Consegna A
Riassumi in due frasi il testo sullo spettacolo Pane, latte e lacrime.
Consegna B
Riprendi il testo sullo spettacolo Pane, latte e lacrime dal punto in cui si interrompe.

Testo proposto
---------------

Quest’ultimo aspetto, di stampo solo apparentemente ossimorico e contraddittorio, rappresenta il senso profondo e la potenza comunicativa di questo spettacolo: nel tentativo di far tesoro degli insegnamenti che Luigi Zampa tramanda ai posteri con Vivere in pace (titolo dalla dote evocativa che ben si sposerebbe anche alla narrazione teatrale qui esplorata e ai desideri profondi dei personaggi che la abitano), che diffidano dal considerare i sentimenti umani univoci e pervasi da dinamiche manicheistiche, Pane, latte e lacrime raccoglie la sfida di una cronaca della guerra novecentesca (i quali echi foschi risuonano quanto mai attuali) utilizzando un registro dai toni non esclusivamente drammatici e concretizzandone un’opera doppiamente preziosa, che congiunge la storia e la memoria nazionale con la tradizione immaginifica del cinema italiano. Un elemento, quest’ultimo, di estrema pertinenza se si pensa che l’assimilazione della lezione neorealista e dei suoi stilemi viene avvalorata dall’utilizzo di testimonianze reali, riportate attraverso espedienti di richiamo sonoro o, in alcune peculiari repliche, tramite la partecipazione attiva di superstiti dell’attacco aereo del ’43.

La Mamma Roma di pasoliniana memoria, ritratta nei suoi squarci materiali e sociali, non funge unicamente da collante delle varie anime che affollano le strade e le piazze del rione urbano raffigurato, ma si fa vero e proprio simulacro delle loro esistenze, in un processo reciproco in cui la microstoria dei protagonisti si incontra e si fonde con la macrostoria collettiva. E l’evocazione dell’illustre titolo del 1962 non è casuale. Se il personaggio della fioraia del Verano, fulcro portante su cui si articolano i vari snodi narrativi della vicenda, viene solo iconograficamente ricondotto alla Monica Vitti del Dramma della gelosia, la connotata romanità di Anna Magnani è tenuta in vita sul proscenio dall’interpretazione calibrata e sensibile di Marianna Menga nei panni della Sora Iole, creando un carattere popolare e popolano capace di inglobare, senza ricorrere ad artifici imitativi o ripieghi marcatamente dialettali, la vasta filiera delle eroine della Resistenza trasposte sul grande schermo dalla diva cinematografica: la Pina di Roma città aperta, ovviamente, ma anche quelle tipizzazioni dal forte animo materno, tra tutte L’onorevole Angelina e Bellissima.

---------------

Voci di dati
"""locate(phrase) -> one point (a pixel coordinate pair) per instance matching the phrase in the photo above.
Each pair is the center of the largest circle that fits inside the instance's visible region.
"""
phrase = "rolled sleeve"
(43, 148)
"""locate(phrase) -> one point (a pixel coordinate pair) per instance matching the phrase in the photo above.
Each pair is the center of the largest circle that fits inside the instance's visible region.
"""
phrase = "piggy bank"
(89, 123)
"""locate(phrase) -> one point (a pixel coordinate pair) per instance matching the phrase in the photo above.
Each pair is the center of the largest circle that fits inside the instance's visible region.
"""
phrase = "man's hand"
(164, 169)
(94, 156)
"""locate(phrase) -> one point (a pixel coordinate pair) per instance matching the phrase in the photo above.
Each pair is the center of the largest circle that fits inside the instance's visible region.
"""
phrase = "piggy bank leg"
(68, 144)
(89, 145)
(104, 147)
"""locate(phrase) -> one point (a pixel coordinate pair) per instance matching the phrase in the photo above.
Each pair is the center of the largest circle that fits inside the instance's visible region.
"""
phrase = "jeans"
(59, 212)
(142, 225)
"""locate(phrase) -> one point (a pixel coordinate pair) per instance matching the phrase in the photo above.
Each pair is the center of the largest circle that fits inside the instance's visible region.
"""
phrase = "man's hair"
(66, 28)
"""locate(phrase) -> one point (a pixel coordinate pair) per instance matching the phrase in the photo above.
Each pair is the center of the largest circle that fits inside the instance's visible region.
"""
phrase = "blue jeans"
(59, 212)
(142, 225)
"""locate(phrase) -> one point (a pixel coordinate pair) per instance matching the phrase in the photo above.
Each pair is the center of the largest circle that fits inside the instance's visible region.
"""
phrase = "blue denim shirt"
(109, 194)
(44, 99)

---------------

Risultato finale A
Facendo tesoro degli insegnamenti di Vivere in pace di Luigi Zampa, Pane, latte e lacrime racconta la guerra novecentesca con un registro non esclusivamente drammatico e congiunge la storia e la memoria nazionale con la tradizione del cinema italiano, anche grazie a testimonianze reali, talvolta portate in scena da superstiti dell'attacco aereo del '43. La Mamma Roma di pasoliniana memoria si fa simulacro delle esistenze del rione raffigurato, mentre Marianna Menga, nei panni della Sora Iole, tiene in vita sul proscenio la romanità di Anna Magnani, inglobando le eroine della Resistenza da lei interpretate sul grande schermo.

Risultato finale B
Si arriva così alla questione infantile, tanto cara al cinema di De Sica, inquadrata tramite due focus distinti: da un lato la giovinezza diversa, emarginata, vagabonda propria degli Sciuscià è tenuta a battesimo da quella che in epoche precedenti sarebbe stata definita come “la pazza di quartiere”, Angeletta, posta in essere dalla performance travolgente di Federica Bianconi; dall’altro il personaggio di Firmina, figlia di Iole, portatrice di quella fanciullezza apolide e distaccata – qui impersonificata da Mariachiara Di Mitri, che letteralmente “ruba la scena” nel secondo atto – che nel 1943, non casualmente l’anno in cui è ambientata questa coinvolgente epopea di borgata, era stata affrescata magistralmente da una pellicola che denunciava le derive familiari in relazione al soggetto puerile già dal suo paradigmatico titolo: I bambini ci guardano.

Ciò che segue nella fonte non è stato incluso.